### [WORK TO COMPLETE]
1: In the hip fracture surgery trial excerpt, within how many days of surgery did RIPC reduce the risk of myocardial infarction?
2: Repeat the part of the hip fracture surgery trial excerpt that begins at the words "Conclusions and future" and stops after "non-cardiac surgical setting.".
3: Using the hip fracture surgery trial excerpt, answer yes or no to each statement, and quote the words that decide it: (a) RIPC is described as an expensive intervention. (b) The study says it supports a change in practice. (c) SE drafted the first manuscript.

### [EXCERPTED TEXT]

+ + +

Conclusions and future implications
In this randomised clinical trial, RIPC reduced the risk of myocardial injury within four days and myocardial infarction within 30 days of hip fracture surgery. We cannot, however, conclude that RIPC overall prevents major adverse cardiovascular events and other clinically important outcomes after surgery. Future studies should elaborate on these outcomes and the clinical cardiovascular effect of RIPC in the non-cardiac surgical setting.
What is already known on this topic
Cardiovascular morbidity is common after non-cardiac surgery, with myocardial injury the most prominent outcome
Remote ischaemic preconditioning (RIPC) is an inexpensive intervention that could prevent myocardial injury without substantial adverse effects although no randomised trial has examined its effect versus standard treatment in non-cardiac surgery
Myocardial injury is associated with myocardial infarction and short and long term mortality, but could be emerging as a separate clinical relevant outcome although it is not yet clear how myocardial injury should be managed
What this study adds
RIPC reduced myocardial injury after non-cardiac surgery as well as myocardial infarction (the only sufficiently powered secondary outcome); the magnitude of this reduction is still uncertain
Further trials including those large enough to reliably measure more established cardiovascular diagnoses are needed
This study does not support change in practice
Contributors: SE, OM, and IG designed the trial and acquired and interpreted the data. CSM interpreted the data. CSM, MH, MS, PE, SK, A-MBM, OG, and JH-K acquired the data. SE drafted the first manuscript, and all authors critically revised the manuscript. All authors approved the final version of the manuscript. SE and IG are the guarantors. The corresponding author attests that all listed authors meet authorship criteria and that no others meeting the criteria have been omitted.

+ + +

### [RECORD EXCERPTS]
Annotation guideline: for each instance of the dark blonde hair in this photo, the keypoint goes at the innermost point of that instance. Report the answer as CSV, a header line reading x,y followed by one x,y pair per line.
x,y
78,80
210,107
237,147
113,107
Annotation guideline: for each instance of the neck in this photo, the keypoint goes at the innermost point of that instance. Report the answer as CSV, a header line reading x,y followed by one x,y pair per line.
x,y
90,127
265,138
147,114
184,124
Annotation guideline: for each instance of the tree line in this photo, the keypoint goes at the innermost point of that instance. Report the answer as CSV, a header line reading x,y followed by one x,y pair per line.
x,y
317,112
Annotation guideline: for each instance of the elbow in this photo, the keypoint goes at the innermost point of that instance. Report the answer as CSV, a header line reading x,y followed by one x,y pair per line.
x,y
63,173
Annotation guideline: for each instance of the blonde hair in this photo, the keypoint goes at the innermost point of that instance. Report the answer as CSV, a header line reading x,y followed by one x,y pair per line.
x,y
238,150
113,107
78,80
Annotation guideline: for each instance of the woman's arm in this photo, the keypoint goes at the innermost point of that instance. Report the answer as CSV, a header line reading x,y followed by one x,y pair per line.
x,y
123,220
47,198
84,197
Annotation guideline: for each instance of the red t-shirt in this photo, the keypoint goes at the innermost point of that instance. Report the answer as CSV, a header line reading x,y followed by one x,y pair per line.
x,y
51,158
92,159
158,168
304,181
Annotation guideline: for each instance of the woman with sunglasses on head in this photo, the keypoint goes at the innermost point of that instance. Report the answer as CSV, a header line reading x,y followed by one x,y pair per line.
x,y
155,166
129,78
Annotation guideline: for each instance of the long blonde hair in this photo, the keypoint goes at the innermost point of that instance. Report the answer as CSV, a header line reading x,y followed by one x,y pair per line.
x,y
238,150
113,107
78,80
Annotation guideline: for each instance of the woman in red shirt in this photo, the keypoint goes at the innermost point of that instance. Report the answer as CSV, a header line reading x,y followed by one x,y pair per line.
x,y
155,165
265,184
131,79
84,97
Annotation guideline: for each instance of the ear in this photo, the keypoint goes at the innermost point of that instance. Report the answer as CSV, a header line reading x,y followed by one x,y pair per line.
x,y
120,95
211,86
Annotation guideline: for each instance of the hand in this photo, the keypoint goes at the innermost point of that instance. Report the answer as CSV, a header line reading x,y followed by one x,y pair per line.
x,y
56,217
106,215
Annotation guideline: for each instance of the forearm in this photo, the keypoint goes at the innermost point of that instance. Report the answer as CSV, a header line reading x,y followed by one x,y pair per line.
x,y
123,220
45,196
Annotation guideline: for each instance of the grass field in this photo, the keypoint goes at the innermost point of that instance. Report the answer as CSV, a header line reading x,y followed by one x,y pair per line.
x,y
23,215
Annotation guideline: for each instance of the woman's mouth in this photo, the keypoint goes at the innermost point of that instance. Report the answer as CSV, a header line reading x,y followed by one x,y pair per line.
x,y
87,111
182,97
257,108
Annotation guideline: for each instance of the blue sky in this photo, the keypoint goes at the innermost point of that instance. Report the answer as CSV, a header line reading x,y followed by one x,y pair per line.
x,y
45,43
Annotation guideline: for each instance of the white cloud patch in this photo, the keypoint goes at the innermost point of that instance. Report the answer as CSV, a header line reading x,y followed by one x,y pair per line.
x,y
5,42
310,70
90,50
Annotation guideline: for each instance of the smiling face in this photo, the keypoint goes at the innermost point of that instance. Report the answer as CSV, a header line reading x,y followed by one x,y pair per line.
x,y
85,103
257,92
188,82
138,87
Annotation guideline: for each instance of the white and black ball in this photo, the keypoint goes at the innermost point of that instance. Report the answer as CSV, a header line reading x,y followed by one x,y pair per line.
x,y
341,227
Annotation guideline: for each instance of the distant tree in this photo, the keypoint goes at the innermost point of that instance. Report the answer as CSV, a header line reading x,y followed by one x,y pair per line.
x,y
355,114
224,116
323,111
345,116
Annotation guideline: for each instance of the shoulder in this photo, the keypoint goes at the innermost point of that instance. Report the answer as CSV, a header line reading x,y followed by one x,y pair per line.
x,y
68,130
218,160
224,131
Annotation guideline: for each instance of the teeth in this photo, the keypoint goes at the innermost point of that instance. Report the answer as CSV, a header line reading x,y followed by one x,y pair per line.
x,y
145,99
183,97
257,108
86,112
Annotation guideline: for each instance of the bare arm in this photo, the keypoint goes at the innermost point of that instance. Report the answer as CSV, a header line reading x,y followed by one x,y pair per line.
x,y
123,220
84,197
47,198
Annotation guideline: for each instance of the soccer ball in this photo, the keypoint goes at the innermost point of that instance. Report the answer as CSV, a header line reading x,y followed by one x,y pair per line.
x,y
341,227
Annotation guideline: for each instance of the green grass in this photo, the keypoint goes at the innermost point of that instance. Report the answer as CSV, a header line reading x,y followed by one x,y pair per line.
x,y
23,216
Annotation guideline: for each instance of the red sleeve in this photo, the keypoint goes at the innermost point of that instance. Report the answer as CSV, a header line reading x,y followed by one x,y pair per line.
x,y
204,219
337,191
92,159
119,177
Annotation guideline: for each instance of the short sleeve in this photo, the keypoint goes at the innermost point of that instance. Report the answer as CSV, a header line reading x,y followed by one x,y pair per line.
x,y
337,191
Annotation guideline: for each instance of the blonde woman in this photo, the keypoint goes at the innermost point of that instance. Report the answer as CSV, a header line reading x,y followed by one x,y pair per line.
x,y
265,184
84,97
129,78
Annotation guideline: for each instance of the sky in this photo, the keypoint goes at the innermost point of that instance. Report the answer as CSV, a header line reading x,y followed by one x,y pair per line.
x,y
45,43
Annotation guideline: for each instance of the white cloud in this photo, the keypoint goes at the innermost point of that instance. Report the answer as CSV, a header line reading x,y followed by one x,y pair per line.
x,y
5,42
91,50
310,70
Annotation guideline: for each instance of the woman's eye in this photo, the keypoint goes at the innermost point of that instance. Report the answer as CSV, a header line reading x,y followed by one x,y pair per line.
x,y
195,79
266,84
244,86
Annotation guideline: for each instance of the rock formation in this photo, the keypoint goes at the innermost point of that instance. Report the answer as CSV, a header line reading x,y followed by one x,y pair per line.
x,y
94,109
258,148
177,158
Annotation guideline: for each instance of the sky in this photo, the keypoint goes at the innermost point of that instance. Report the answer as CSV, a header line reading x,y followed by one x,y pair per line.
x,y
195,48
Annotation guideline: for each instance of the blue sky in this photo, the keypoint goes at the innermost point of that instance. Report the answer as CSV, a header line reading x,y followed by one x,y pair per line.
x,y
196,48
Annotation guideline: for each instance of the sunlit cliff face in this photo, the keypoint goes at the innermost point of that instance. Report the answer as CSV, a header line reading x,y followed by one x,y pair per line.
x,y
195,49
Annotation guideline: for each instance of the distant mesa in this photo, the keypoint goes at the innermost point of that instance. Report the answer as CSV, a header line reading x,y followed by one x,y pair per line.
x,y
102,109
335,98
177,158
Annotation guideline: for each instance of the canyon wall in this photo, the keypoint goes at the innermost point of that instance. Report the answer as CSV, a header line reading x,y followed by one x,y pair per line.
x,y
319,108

+ + +

### [OUTPUTS IN ORDER]
1: Within 30 days.

2:
Conclusions and future implications
In this randomised clinical trial, RIPC reduced the risk of myocardial injury within four days and myocardial infarction within 30 days of hip fracture surgery. We cannot, however, conclude that RIPC overall prevents major adverse cardiovascular events and other clinically important outcomes after surgery. Future studies should elaborate on these outcomes and the clinical cardiovascular effect of RIPC in the non-cardiac surgical setting.

3:
(a) No: "an inexpensive intervention"
(b) No: "This study does not support change in practice"
(c) Yes: "SE drafted the first manuscript"